» Exercise description
Each line from the one containing "Could you identify the boathouse" through the last line of the data below is to be written out verbatim, and nothing more.

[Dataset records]
▼

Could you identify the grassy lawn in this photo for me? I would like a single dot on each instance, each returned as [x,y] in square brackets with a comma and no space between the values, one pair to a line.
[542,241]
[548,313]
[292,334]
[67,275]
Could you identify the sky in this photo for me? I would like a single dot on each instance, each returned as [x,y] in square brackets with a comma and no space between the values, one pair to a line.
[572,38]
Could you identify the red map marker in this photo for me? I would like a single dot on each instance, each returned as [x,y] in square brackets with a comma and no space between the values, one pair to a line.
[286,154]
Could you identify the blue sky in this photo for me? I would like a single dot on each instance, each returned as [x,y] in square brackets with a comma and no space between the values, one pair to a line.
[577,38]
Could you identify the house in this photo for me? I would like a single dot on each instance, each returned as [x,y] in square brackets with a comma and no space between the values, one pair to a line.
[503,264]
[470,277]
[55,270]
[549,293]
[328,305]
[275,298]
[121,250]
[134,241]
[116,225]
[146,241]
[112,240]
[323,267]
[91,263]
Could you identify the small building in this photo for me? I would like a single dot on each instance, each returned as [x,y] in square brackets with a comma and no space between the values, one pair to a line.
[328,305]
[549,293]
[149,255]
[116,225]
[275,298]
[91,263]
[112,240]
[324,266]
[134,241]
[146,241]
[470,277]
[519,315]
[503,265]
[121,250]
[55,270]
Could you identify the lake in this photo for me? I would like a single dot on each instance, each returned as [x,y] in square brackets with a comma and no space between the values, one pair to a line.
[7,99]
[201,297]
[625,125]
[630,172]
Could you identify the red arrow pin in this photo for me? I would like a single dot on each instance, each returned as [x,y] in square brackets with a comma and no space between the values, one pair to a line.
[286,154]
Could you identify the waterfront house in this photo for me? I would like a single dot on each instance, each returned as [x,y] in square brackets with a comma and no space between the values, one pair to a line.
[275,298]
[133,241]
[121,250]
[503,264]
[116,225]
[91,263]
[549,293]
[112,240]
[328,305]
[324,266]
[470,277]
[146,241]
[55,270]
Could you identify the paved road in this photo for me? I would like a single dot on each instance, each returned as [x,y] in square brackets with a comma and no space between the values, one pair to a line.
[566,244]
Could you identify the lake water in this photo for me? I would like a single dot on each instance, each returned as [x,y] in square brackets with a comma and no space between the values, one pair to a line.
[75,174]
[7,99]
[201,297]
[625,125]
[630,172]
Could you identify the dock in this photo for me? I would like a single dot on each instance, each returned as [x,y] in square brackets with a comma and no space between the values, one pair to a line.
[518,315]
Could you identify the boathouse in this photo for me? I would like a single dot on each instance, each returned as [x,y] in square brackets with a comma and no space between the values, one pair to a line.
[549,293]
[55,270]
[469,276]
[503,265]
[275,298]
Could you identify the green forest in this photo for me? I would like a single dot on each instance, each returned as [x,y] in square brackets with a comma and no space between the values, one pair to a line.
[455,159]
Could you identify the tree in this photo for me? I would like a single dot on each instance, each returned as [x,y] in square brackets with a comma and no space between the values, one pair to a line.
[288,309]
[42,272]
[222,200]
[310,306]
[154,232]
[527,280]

▲

» Reply to the task
Could you identify the boathouse in this photo for me? I would like a single dot on each instance, each returned as [x,y] in square brackets with a comma and no space between the values, one pair to a line.
[549,293]
[55,270]
[469,276]
[503,265]
[275,298]
Could you identify the green forest in this photo for me? I would like a single dot on each instance, each returned as [x,y] in square brackets with a comma and no space between the values, one pair to a line.
[455,159]
Could you identify the tree in this photo for me? I would like a single dot on each instance, each returned as [x,y] in square brackets with a comma and no space between the values, one pair to a line.
[288,309]
[42,272]
[222,200]
[310,306]
[154,232]
[527,280]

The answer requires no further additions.